Exercise directions
Write out the entries below word for word, from the line with "target: moth antenna" up to and including the line with "[0,0,600,181]". Leave the pictures out of your answer.

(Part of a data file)
────────────────────

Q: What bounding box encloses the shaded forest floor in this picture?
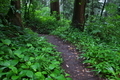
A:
[40,34,105,80]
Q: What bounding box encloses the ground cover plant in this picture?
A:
[0,24,70,80]
[52,17,120,80]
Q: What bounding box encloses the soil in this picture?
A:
[40,34,105,80]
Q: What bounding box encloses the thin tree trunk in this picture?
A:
[72,0,86,31]
[7,0,22,27]
[100,0,106,17]
[50,0,60,20]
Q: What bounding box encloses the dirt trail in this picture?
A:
[40,35,103,80]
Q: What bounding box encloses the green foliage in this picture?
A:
[52,19,120,80]
[0,0,10,16]
[27,7,62,34]
[0,27,70,80]
[85,15,120,44]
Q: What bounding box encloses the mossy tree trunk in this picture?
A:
[50,0,60,20]
[72,0,86,31]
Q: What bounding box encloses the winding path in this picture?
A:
[40,35,105,80]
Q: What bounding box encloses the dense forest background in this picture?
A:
[0,0,120,80]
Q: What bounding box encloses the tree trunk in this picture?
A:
[72,0,86,31]
[100,0,106,17]
[50,0,60,20]
[7,0,22,27]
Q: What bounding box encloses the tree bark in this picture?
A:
[72,0,86,31]
[50,0,60,20]
[7,0,22,27]
[100,0,106,17]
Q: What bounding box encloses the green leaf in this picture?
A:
[9,66,18,74]
[0,61,10,67]
[12,76,19,80]
[10,60,18,66]
[56,75,66,80]
[49,64,56,70]
[35,72,45,79]
[45,78,53,80]
[35,72,42,77]
[2,39,11,45]
[31,63,40,71]
[26,70,33,78]
[27,43,32,47]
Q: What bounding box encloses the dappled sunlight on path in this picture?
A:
[40,35,104,80]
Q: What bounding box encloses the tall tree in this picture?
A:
[100,0,107,17]
[50,0,60,20]
[7,0,22,27]
[72,0,86,31]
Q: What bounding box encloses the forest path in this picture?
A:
[40,34,103,80]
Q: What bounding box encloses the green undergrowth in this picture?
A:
[51,27,120,80]
[0,24,71,80]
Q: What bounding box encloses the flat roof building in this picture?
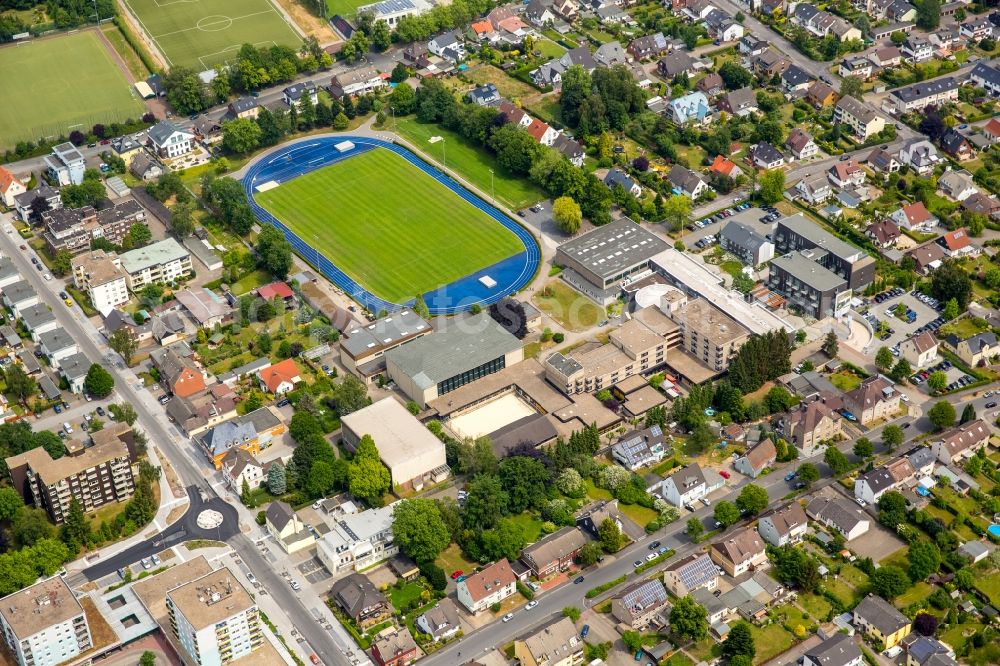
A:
[555,218,670,304]
[0,576,94,666]
[340,309,434,382]
[385,313,524,407]
[341,397,448,489]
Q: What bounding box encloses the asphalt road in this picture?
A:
[0,226,364,666]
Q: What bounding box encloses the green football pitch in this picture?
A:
[0,30,145,148]
[123,0,302,71]
[255,148,524,303]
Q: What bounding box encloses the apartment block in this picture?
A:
[0,576,93,666]
[167,567,264,666]
[5,424,135,523]
[120,238,194,291]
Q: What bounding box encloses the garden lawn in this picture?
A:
[535,280,605,331]
[124,0,302,72]
[976,572,1000,608]
[750,624,795,664]
[0,30,145,148]
[256,148,524,303]
[396,118,546,209]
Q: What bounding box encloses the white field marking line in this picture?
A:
[122,0,174,67]
[153,9,274,40]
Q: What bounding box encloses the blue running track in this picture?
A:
[242,136,541,315]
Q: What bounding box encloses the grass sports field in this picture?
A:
[0,30,145,148]
[255,148,524,303]
[124,0,302,71]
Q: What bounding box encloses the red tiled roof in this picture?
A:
[257,281,292,301]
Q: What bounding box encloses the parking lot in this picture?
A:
[681,203,781,250]
[862,287,940,356]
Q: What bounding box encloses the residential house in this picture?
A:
[663,463,726,508]
[0,167,28,208]
[931,419,993,465]
[521,527,587,580]
[718,87,757,118]
[663,553,719,597]
[330,573,392,630]
[853,594,911,650]
[865,148,900,177]
[733,438,778,479]
[795,173,833,206]
[899,331,938,370]
[837,56,872,81]
[833,97,885,141]
[709,527,767,577]
[865,219,902,250]
[708,155,743,179]
[802,633,865,666]
[779,392,844,458]
[456,558,517,613]
[899,35,934,64]
[371,624,418,666]
[611,578,670,631]
[757,501,809,546]
[844,376,899,425]
[940,127,976,161]
[514,617,584,666]
[936,227,979,258]
[667,164,709,200]
[806,497,871,541]
[719,221,774,266]
[661,89,712,125]
[889,201,938,232]
[42,142,85,187]
[796,81,837,108]
[611,425,672,472]
[264,500,312,552]
[750,141,785,169]
[627,32,670,60]
[938,168,979,202]
[146,120,195,159]
[785,127,819,160]
[604,167,642,197]
[414,597,462,643]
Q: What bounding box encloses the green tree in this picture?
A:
[823,446,851,476]
[597,518,628,553]
[670,595,708,641]
[882,423,905,451]
[552,196,583,236]
[796,463,819,488]
[267,461,288,497]
[736,483,770,515]
[392,499,451,562]
[927,400,955,430]
[722,620,757,663]
[713,500,740,527]
[83,363,115,398]
[875,346,894,370]
[758,169,785,204]
[927,370,948,393]
[871,565,910,599]
[108,326,139,366]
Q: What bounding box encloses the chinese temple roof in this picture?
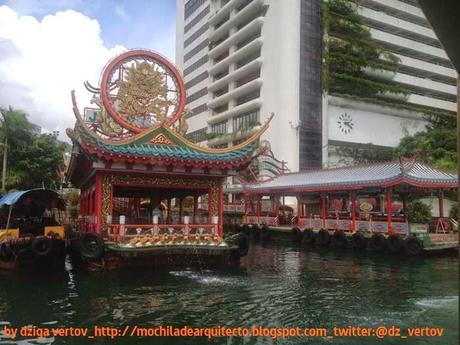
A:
[67,50,272,183]
[245,162,458,193]
[69,116,268,169]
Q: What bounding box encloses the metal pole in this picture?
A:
[2,133,8,193]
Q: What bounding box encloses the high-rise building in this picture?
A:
[176,0,457,171]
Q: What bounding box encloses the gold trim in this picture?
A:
[160,113,274,153]
[71,90,274,153]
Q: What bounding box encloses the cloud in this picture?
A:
[0,6,125,139]
[115,5,128,20]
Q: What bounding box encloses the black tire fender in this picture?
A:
[332,230,348,248]
[30,236,54,256]
[291,228,302,242]
[302,229,315,244]
[404,236,423,255]
[260,225,272,241]
[316,229,331,246]
[387,234,403,253]
[78,232,105,261]
[369,234,387,252]
[237,233,249,257]
[351,232,367,250]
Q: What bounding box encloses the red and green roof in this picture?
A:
[245,162,458,194]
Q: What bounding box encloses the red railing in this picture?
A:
[108,224,219,243]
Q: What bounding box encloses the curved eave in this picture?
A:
[71,90,274,154]
[243,176,458,194]
[81,142,252,169]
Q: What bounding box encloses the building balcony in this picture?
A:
[393,73,457,95]
[208,78,262,109]
[361,0,425,19]
[208,58,262,91]
[358,7,437,41]
[370,28,449,60]
[206,97,262,125]
[395,54,457,79]
[208,126,260,146]
[209,0,265,41]
[208,17,265,58]
[209,37,263,76]
[407,94,457,111]
[361,67,396,80]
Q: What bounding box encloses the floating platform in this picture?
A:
[239,226,459,255]
[71,233,249,271]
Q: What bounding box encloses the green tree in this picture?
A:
[395,118,457,170]
[0,107,65,189]
[0,106,40,191]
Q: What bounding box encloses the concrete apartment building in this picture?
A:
[176,0,457,171]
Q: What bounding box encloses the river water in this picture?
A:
[0,243,459,345]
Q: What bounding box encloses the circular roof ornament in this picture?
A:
[100,50,185,133]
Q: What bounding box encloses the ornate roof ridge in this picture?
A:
[71,90,274,154]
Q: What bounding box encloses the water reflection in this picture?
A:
[0,244,458,344]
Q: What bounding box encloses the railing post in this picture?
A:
[350,191,356,232]
[386,189,393,234]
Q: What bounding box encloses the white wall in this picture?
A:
[325,98,426,147]
[260,0,300,171]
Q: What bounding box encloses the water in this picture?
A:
[0,244,459,345]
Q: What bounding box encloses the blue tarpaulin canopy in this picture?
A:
[0,188,65,210]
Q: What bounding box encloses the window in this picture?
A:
[236,31,260,50]
[211,121,227,134]
[214,103,228,114]
[185,71,208,89]
[184,6,209,34]
[184,0,206,19]
[186,127,208,143]
[236,49,260,69]
[236,90,260,105]
[214,67,228,81]
[233,109,259,132]
[187,87,208,104]
[184,39,209,62]
[213,85,228,98]
[184,55,209,77]
[236,70,260,87]
[184,23,209,48]
[187,103,208,119]
[214,50,229,63]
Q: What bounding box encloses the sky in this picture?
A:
[0,0,176,141]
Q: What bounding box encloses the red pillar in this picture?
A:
[386,189,393,234]
[243,193,249,224]
[256,196,262,224]
[192,195,198,224]
[350,192,356,232]
[321,194,327,229]
[296,195,303,226]
[438,189,444,218]
[166,198,171,224]
[94,173,101,233]
[401,193,407,221]
[217,183,224,237]
[208,189,213,224]
[179,198,184,224]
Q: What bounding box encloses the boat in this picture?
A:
[239,158,459,255]
[0,189,66,270]
[66,50,260,270]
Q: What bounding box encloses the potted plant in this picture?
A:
[407,201,431,233]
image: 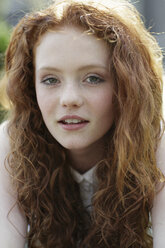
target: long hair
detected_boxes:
[2,0,163,248]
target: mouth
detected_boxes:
[58,116,89,129]
[59,119,88,125]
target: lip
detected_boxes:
[58,115,89,131]
[58,115,88,122]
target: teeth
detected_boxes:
[64,119,83,124]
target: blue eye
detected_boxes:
[41,77,59,85]
[86,75,105,84]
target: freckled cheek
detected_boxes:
[37,93,54,117]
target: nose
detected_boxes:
[60,84,84,108]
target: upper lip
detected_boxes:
[58,115,88,122]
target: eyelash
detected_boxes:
[85,75,105,84]
[41,77,58,86]
[41,75,105,86]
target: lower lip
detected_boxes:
[59,122,88,131]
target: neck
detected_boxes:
[67,141,105,174]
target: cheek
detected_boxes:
[95,89,113,120]
[36,90,52,117]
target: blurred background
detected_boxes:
[0,0,165,122]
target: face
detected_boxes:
[35,26,113,151]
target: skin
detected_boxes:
[35,26,114,173]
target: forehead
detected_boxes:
[35,26,109,70]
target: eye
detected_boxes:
[85,75,105,84]
[41,77,59,85]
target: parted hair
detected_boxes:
[1,0,163,248]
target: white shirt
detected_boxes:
[70,166,97,212]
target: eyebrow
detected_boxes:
[37,64,108,72]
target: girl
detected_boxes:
[0,0,165,248]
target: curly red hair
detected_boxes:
[1,0,163,248]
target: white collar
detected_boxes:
[70,165,96,184]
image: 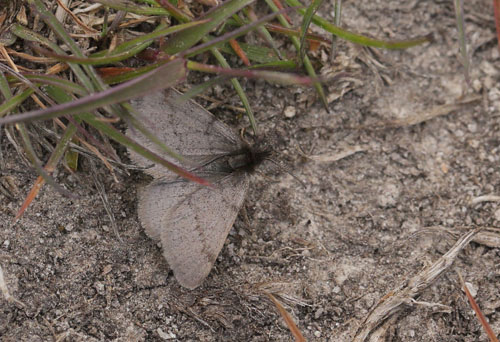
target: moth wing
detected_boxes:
[138,172,249,289]
[127,89,242,178]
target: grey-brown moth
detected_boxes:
[127,89,267,289]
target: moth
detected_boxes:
[127,89,269,289]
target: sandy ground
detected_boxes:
[0,1,500,342]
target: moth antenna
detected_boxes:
[264,158,306,189]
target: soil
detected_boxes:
[0,1,500,342]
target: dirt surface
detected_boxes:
[0,1,500,341]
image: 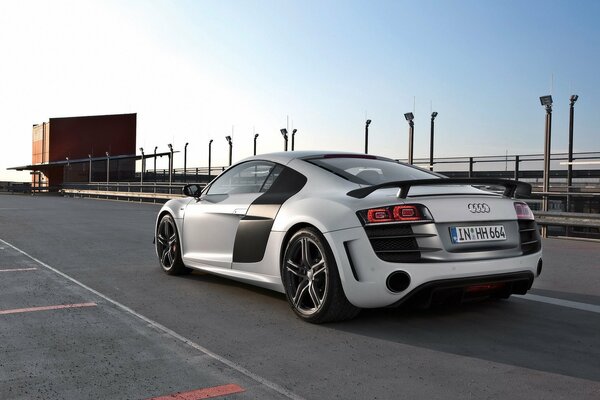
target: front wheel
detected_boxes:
[281,228,360,323]
[156,214,190,275]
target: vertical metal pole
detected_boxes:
[408,120,415,164]
[208,139,212,179]
[154,146,158,183]
[365,119,371,154]
[542,105,552,238]
[169,150,173,186]
[292,129,298,151]
[183,143,188,183]
[429,114,435,171]
[469,157,473,178]
[140,153,144,188]
[566,96,577,212]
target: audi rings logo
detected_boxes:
[467,203,491,214]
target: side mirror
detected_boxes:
[182,183,202,198]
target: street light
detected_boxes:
[292,129,298,151]
[167,143,173,186]
[540,96,552,237]
[429,111,437,171]
[365,119,371,154]
[567,94,579,212]
[208,139,212,179]
[140,147,144,186]
[106,151,110,183]
[404,113,415,164]
[183,142,189,182]
[154,146,158,182]
[279,128,287,151]
[225,136,233,166]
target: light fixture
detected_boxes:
[540,96,552,107]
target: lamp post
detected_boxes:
[167,143,173,186]
[292,129,298,151]
[183,142,189,182]
[567,94,579,216]
[208,139,212,179]
[429,111,437,171]
[140,147,144,186]
[540,96,552,237]
[225,136,233,167]
[154,146,158,182]
[106,151,110,183]
[404,113,415,164]
[279,128,287,151]
[365,119,371,154]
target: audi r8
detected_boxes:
[155,152,542,323]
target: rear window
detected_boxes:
[305,156,440,185]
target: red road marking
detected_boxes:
[147,384,245,400]
[0,303,97,315]
[0,268,37,272]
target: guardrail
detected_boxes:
[60,182,202,203]
[533,211,600,229]
[61,182,600,230]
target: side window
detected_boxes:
[260,165,283,192]
[206,161,275,195]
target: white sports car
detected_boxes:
[155,152,542,323]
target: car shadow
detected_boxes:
[328,298,600,381]
[171,271,600,382]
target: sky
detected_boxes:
[0,0,600,181]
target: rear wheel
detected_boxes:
[156,214,190,275]
[281,228,360,323]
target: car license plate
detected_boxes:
[450,225,506,243]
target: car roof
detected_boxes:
[240,150,379,165]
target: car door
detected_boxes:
[182,161,275,268]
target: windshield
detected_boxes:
[305,156,440,185]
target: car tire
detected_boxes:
[281,228,360,324]
[156,214,191,275]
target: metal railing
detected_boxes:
[61,182,203,203]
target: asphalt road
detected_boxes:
[0,195,600,400]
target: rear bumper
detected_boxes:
[391,271,534,307]
[325,227,542,308]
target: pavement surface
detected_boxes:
[0,195,600,400]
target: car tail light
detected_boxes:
[394,205,421,221]
[514,201,534,220]
[367,208,394,224]
[358,204,433,224]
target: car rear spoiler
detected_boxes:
[346,178,531,199]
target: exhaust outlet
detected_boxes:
[385,271,410,293]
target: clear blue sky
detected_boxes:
[0,0,600,180]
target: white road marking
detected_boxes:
[0,239,305,400]
[515,294,600,314]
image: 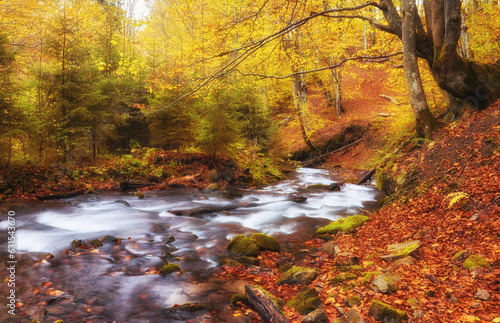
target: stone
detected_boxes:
[276,267,318,285]
[286,286,323,315]
[380,240,422,261]
[316,215,370,236]
[226,234,260,257]
[463,255,491,271]
[339,308,365,323]
[373,271,401,293]
[368,300,408,323]
[474,289,491,301]
[392,257,415,267]
[345,295,363,307]
[301,308,328,323]
[250,233,280,252]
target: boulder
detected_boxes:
[380,240,422,260]
[276,267,318,285]
[286,286,323,315]
[226,234,260,257]
[368,300,408,323]
[301,308,328,323]
[316,215,369,236]
[373,271,401,293]
[250,233,280,252]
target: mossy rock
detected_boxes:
[463,255,491,271]
[330,273,358,286]
[226,234,260,257]
[368,300,408,323]
[249,285,285,309]
[231,294,251,307]
[286,286,322,315]
[345,295,363,307]
[160,264,181,276]
[316,215,370,236]
[276,267,318,285]
[250,233,280,252]
[380,240,422,260]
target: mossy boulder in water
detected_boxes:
[286,286,323,315]
[368,300,408,323]
[250,233,280,252]
[316,215,369,236]
[276,267,318,285]
[160,264,181,276]
[464,255,491,271]
[226,234,260,257]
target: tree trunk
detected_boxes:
[402,0,438,138]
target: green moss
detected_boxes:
[227,234,260,257]
[286,286,322,315]
[160,264,181,276]
[249,285,284,309]
[368,300,408,322]
[463,255,491,271]
[250,233,280,252]
[316,215,369,235]
[231,294,250,306]
[330,273,358,286]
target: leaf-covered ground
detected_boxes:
[223,102,500,322]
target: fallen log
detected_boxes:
[35,189,87,201]
[245,285,288,323]
[120,181,157,191]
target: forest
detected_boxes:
[0,0,500,323]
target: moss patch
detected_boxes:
[250,233,280,252]
[368,300,408,323]
[316,215,369,236]
[464,255,491,271]
[226,234,260,257]
[160,264,181,276]
[276,267,318,285]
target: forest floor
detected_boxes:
[224,101,500,322]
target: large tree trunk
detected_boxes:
[379,0,500,114]
[402,0,438,138]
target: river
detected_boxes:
[0,168,381,323]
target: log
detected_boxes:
[120,181,157,191]
[358,168,377,185]
[245,285,288,323]
[35,189,87,201]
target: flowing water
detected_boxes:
[0,168,381,322]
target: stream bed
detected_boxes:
[0,168,382,323]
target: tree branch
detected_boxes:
[235,52,403,80]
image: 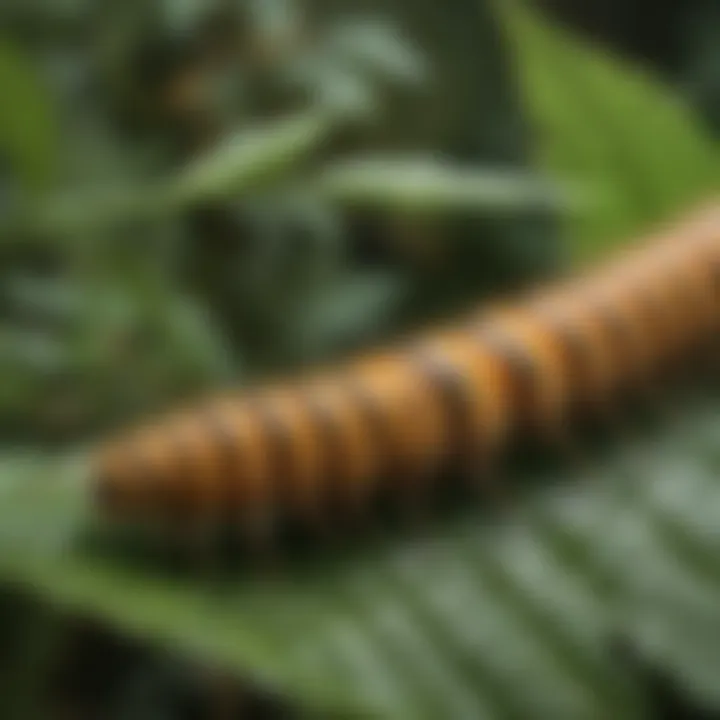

────────────────────

Solution for this exercise
target: moth antenna
detected_boxes:
[264,158,306,189]
target: soil
detected_boxes:
[0,1,500,342]
target: dirt surface
detected_boxes:
[0,1,500,341]
image: 
target: front wheel
detected_boxes:
[281,228,360,323]
[156,214,190,275]
target: vertical metal pole
detected_boxes:
[408,120,415,164]
[208,139,212,179]
[154,146,158,183]
[365,119,371,154]
[542,105,552,238]
[169,150,173,186]
[292,129,298,151]
[183,143,188,183]
[429,114,435,171]
[469,157,473,178]
[140,153,144,188]
[566,96,577,212]
target: audi rings logo
detected_boxes:
[467,203,491,214]
target: side mirror
detected_boxes:
[182,183,202,198]
target: street light
detected_boxes:
[292,129,298,151]
[167,143,173,186]
[540,96,552,237]
[429,111,437,171]
[365,119,371,154]
[567,94,579,212]
[208,139,212,179]
[140,147,144,186]
[106,151,110,183]
[404,113,415,164]
[183,142,189,182]
[154,146,158,182]
[279,128,287,151]
[225,136,233,166]
target: light fixture
detected_boxes:
[540,96,552,107]
target: lamp post
detected_boxes:
[167,143,173,186]
[292,129,298,151]
[183,142,189,182]
[567,94,579,216]
[208,139,212,179]
[429,111,437,171]
[140,147,144,186]
[540,96,552,237]
[225,136,233,167]
[154,146,158,182]
[106,151,110,183]
[404,113,415,164]
[279,128,287,151]
[365,119,371,154]
target: audi r8
detected_boxes:
[155,152,542,323]
target: rear window
detected_boxes:
[305,156,440,185]
target: red road marking
detected_boxes:
[147,384,245,400]
[0,303,97,315]
[0,268,37,272]
target: guardrail
detected_boxes:
[60,182,202,203]
[533,211,600,229]
[61,182,600,230]
target: side window
detected_boxes:
[260,165,283,192]
[206,161,275,195]
target: white sports car
detected_boxes:
[155,152,542,323]
target: car shadow
detected_boxes:
[328,298,600,381]
[171,271,600,382]
target: sky
detected_boxes:
[0,0,600,181]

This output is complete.